──────── Dataset extract
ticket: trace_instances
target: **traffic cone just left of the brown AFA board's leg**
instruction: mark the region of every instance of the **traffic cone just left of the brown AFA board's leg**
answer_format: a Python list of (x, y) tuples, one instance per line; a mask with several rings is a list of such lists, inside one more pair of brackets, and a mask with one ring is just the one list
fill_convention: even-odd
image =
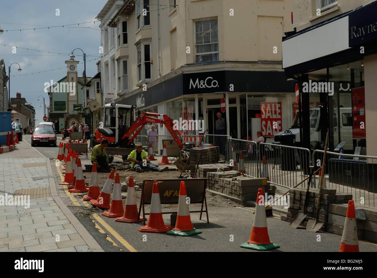
[(139, 216), (138, 206), (136, 205), (135, 186), (133, 185), (133, 176), (129, 177), (126, 207), (124, 208), (124, 214), (122, 217), (115, 218), (116, 222), (124, 223), (136, 223), (143, 220), (147, 220), (146, 217)]

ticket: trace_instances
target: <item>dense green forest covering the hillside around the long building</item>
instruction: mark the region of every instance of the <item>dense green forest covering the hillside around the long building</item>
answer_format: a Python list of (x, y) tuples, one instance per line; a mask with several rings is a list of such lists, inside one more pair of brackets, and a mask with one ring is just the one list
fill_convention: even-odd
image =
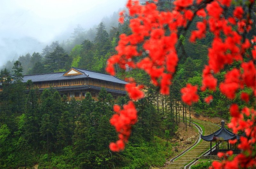
[[(172, 6), (172, 1), (159, 1), (158, 5), (160, 10), (166, 10)], [(195, 22), (196, 19), (190, 29), (195, 29)], [(201, 100), (192, 107), (186, 107), (180, 99), (180, 89), (186, 83), (202, 86), (202, 69), (207, 64), (207, 48), (212, 41), (209, 32), (206, 39), (195, 44), (189, 43), (189, 33), (180, 36), (183, 48), (178, 50), (180, 61), (169, 96), (159, 94), (159, 88), (150, 84), (145, 72), (116, 67), (117, 77), (133, 77), (145, 85), (146, 91), (145, 98), (136, 102), (138, 123), (133, 126), (129, 143), (120, 153), (111, 152), (108, 148), (109, 142), (117, 139), (109, 119), (114, 114), (113, 105), (126, 104), (128, 97), (114, 100), (102, 88), (97, 102), (90, 93), (82, 101), (68, 101), (54, 89), (40, 93), (32, 87), (31, 81), (27, 84), (21, 82), (22, 74), (67, 71), (71, 66), (105, 73), (107, 59), (115, 54), (122, 33), (130, 33), (129, 18), (124, 24), (108, 26), (108, 29), (104, 22), (100, 22), (95, 30), (88, 31), (78, 25), (72, 41), (54, 41), (45, 46), (42, 53), (28, 53), (5, 65), (0, 74), (3, 87), (0, 92), (0, 168), (31, 167), (35, 164), (39, 164), (40, 169), (162, 166), (165, 158), (171, 155), (167, 152), (173, 151), (168, 140), (177, 130), (178, 123), (183, 122), (180, 118), (184, 119), (184, 111), (230, 118), (227, 105), (231, 102), (219, 88), (215, 92), (199, 92)], [(225, 67), (216, 78), (222, 81), (231, 68)], [(244, 88), (241, 92), (252, 93), (252, 90)], [(202, 99), (209, 93), (214, 97), (210, 105)], [(235, 102), (251, 107), (254, 100), (250, 98), (246, 103), (238, 96)]]

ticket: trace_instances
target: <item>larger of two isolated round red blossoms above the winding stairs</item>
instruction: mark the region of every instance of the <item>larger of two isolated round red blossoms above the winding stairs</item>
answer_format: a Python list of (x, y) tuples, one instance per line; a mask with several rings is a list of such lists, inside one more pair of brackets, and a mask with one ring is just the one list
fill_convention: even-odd
[(187, 84), (185, 88), (180, 90), (182, 96), (181, 99), (184, 103), (188, 105), (192, 105), (192, 103), (198, 102), (199, 96), (196, 94), (197, 85), (192, 86), (191, 84)]

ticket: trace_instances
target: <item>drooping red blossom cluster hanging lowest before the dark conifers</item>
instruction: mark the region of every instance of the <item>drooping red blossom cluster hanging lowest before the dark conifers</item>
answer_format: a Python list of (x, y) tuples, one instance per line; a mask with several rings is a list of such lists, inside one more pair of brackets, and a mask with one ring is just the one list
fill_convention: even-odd
[(116, 128), (116, 131), (119, 133), (119, 140), (116, 143), (111, 142), (109, 148), (111, 151), (120, 151), (124, 150), (125, 143), (128, 142), (128, 138), (131, 134), (132, 125), (137, 122), (137, 110), (133, 102), (129, 101), (128, 104), (121, 107), (114, 105), (114, 111), (116, 114), (110, 119), (110, 124)]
────────────────
[Task] In the material above, show every line where the word "drooping" turns up.

[Task answer]
target: <item>drooping red blossom cluster hanging lowest before the dark conifers</item>
instruction: mark the region of every instance of the <item>drooping red blossom cluster hanging lowest before the dark conifers</item>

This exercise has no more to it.